Data supplied -
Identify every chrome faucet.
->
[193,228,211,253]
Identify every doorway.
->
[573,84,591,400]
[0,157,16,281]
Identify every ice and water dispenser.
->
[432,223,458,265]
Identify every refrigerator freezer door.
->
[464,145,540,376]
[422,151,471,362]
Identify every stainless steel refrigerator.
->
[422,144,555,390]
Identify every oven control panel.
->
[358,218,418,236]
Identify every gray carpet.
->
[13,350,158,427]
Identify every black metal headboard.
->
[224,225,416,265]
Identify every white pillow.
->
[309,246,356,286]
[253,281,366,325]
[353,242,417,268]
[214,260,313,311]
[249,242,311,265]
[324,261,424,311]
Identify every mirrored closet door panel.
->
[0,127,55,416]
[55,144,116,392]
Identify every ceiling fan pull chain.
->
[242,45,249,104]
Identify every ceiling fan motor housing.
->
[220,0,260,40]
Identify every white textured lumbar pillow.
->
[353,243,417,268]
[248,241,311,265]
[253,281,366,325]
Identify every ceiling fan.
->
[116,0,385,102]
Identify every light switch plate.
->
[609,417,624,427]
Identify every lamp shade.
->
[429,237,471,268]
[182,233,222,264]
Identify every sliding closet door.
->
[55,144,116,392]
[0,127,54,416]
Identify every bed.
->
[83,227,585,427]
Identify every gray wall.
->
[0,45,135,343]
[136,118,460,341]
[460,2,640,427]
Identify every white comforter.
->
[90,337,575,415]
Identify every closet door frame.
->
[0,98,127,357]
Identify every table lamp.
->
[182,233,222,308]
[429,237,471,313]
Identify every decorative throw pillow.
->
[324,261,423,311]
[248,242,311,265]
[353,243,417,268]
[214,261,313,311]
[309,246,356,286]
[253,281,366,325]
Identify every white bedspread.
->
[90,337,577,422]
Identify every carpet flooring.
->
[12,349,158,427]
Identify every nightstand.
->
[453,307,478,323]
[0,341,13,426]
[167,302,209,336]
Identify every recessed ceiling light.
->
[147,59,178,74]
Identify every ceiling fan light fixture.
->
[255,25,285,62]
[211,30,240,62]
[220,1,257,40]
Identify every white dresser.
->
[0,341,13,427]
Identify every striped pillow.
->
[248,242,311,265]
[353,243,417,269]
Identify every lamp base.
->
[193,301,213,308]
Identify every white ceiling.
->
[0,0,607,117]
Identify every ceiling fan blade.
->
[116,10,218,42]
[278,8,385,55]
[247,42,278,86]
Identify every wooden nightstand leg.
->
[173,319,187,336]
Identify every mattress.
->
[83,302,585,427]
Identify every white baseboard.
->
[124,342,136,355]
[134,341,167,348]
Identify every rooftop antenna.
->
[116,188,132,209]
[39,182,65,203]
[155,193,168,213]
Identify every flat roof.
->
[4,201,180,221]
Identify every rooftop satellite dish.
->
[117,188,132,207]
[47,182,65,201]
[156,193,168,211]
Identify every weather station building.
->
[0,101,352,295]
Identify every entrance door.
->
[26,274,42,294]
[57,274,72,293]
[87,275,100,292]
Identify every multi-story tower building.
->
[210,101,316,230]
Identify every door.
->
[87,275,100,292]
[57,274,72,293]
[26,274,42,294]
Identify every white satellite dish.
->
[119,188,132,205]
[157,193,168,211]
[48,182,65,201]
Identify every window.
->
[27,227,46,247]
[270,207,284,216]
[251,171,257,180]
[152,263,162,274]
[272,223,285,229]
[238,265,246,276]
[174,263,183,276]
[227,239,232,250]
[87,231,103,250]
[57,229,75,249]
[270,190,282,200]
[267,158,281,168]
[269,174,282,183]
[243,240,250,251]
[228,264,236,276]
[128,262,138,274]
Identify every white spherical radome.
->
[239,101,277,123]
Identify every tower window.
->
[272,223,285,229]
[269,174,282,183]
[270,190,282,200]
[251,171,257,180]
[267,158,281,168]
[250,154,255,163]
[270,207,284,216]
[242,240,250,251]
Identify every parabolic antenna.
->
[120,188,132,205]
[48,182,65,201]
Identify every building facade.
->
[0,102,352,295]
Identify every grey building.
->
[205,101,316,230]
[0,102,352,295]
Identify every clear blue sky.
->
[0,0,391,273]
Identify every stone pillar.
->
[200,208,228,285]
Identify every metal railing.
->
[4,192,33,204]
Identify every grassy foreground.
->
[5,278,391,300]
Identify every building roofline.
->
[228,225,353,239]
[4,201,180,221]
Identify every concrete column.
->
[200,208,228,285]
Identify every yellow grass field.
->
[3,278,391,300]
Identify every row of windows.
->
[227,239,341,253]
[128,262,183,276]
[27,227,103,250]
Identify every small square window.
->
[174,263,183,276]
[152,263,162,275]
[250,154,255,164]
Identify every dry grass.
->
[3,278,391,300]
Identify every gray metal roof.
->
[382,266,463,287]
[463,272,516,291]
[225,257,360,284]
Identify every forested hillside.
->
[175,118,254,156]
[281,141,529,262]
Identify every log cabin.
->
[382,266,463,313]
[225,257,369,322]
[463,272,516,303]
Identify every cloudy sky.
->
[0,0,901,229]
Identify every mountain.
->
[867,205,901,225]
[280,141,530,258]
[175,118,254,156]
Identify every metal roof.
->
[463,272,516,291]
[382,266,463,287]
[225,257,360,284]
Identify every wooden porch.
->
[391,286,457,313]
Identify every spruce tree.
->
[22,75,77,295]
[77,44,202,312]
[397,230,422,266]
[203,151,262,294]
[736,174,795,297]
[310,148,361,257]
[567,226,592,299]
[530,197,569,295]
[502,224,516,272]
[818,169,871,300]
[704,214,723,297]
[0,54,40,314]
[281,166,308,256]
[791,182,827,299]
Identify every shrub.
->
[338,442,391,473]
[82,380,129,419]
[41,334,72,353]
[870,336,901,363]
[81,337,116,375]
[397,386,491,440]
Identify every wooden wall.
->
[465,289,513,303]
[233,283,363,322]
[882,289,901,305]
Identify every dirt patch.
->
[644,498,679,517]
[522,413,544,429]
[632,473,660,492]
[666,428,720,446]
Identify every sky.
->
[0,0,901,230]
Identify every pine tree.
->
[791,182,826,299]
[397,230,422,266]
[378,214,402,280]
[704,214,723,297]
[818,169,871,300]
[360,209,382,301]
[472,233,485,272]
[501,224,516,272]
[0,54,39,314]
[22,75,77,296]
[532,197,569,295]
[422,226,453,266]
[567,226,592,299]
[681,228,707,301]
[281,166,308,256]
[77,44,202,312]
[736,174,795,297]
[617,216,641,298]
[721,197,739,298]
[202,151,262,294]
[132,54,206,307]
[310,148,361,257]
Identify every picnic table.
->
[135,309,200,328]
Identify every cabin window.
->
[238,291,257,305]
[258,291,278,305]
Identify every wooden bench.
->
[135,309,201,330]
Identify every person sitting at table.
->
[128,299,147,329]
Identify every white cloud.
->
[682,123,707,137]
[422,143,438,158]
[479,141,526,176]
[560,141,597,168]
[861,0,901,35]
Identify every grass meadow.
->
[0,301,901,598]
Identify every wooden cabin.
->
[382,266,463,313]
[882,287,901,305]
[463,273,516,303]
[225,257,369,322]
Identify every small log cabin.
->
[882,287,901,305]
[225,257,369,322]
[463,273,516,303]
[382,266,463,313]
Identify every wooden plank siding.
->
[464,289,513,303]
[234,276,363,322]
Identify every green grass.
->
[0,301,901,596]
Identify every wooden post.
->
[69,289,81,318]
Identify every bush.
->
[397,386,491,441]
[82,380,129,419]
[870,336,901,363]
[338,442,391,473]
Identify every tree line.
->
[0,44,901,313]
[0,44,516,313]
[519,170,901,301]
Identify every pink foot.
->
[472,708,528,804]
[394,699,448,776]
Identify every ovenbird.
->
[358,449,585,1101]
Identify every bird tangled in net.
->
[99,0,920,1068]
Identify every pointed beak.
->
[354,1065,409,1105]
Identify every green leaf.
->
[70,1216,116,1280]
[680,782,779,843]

Problem requirements - Recast the material from the line containing "Identify every dry grass." down to the line containing "[234,276,363,322]", both ends included, as a JSON list of strings with one string per line and no blank lines.

Solution -
[
  "Identify every dry grass.",
  "->",
  "[3,278,391,300]",
  "Identify every gray metal roof.",
  "->",
  "[382,266,463,287]",
  "[463,272,516,291]",
  "[225,257,360,284]",
  "Identify every forested hillside.",
  "->",
  "[175,118,254,156]",
  "[281,141,529,262]",
  "Identify every log cabin.",
  "->",
  "[382,266,463,313]",
  "[225,257,369,322]",
  "[463,272,516,303]",
  "Identify every cloudy sky.",
  "->",
  "[0,0,901,229]",
  "Identify every mountain.",
  "->",
  "[867,205,901,225]",
  "[280,141,530,258]",
  "[175,118,254,156]",
  "Identify every metal roof.",
  "->",
  "[463,272,516,291]",
  "[382,266,463,287]",
  "[225,257,360,284]",
  "Identify every wooden porch.",
  "->",
  "[391,286,457,313]",
  "Identify every spruce tree.",
  "->",
  "[22,75,77,295]",
  "[77,44,202,312]",
  "[397,230,422,266]",
  "[203,151,262,294]",
  "[736,174,795,297]",
  "[310,148,361,257]",
  "[567,226,592,299]",
  "[530,197,569,295]",
  "[502,224,516,272]",
  "[818,169,871,300]",
  "[704,214,723,297]",
  "[0,54,40,314]",
  "[281,166,308,256]",
  "[791,182,827,299]",
  "Identify every shrub.",
  "->",
  "[338,442,391,473]",
  "[82,380,129,419]",
  "[41,334,72,353]",
  "[870,336,901,363]",
  "[81,337,116,375]",
  "[397,386,491,440]",
  "Identify every wooden wall.",
  "->",
  "[465,289,513,303]",
  "[233,283,363,322]",
  "[882,289,901,305]",
  "Identify every dirt patch.",
  "->",
  "[644,498,679,517]",
  "[522,413,544,429]",
  "[632,473,660,492]",
  "[666,428,720,446]",
  "Identify every sky.",
  "->",
  "[0,0,901,230]",
  "Identify every pine tree.",
  "->",
  "[791,182,826,299]",
  "[397,230,422,266]",
  "[378,214,402,280]",
  "[704,214,723,297]",
  "[818,169,871,300]",
  "[360,209,382,301]",
  "[472,233,485,272]",
  "[501,224,516,272]",
  "[0,54,39,314]",
  "[22,75,77,296]",
  "[532,197,569,295]",
  "[422,226,453,266]",
  "[567,226,592,299]",
  "[681,228,707,301]",
  "[281,166,308,256]",
  "[77,44,202,312]",
  "[736,174,795,297]",
  "[617,216,641,298]",
  "[721,197,739,298]",
  "[202,151,262,294]",
  "[132,54,206,307]",
  "[310,148,361,257]",
  "Identify every picnic table.",
  "->",
  "[135,309,200,328]",
  "Identify every cabin window.",
  "->",
  "[238,291,257,305]",
  "[258,291,278,305]",
  "Identify every wooden bench.",
  "->",
  "[135,309,201,330]",
  "Identify every person sitting at table.",
  "->",
  "[128,299,147,329]",
  "Identify every white cloud.",
  "->",
  "[682,123,707,137]",
  "[422,143,438,158]",
  "[479,141,526,176]",
  "[560,141,597,168]",
  "[861,0,901,35]",
  "Identify every grass meadow.",
  "->",
  "[0,301,901,598]",
  "Identify every wooden cabin.",
  "->",
  "[382,266,463,313]",
  "[882,287,901,305]",
  "[463,273,516,303]",
  "[225,257,369,322]",
  "Identify every small log cabin.",
  "->",
  "[882,287,901,305]",
  "[225,257,369,322]",
  "[463,273,516,303]",
  "[382,266,463,313]",
  "Identify every wooden plank siding.",
  "->",
  "[464,289,513,303]",
  "[234,276,363,322]"
]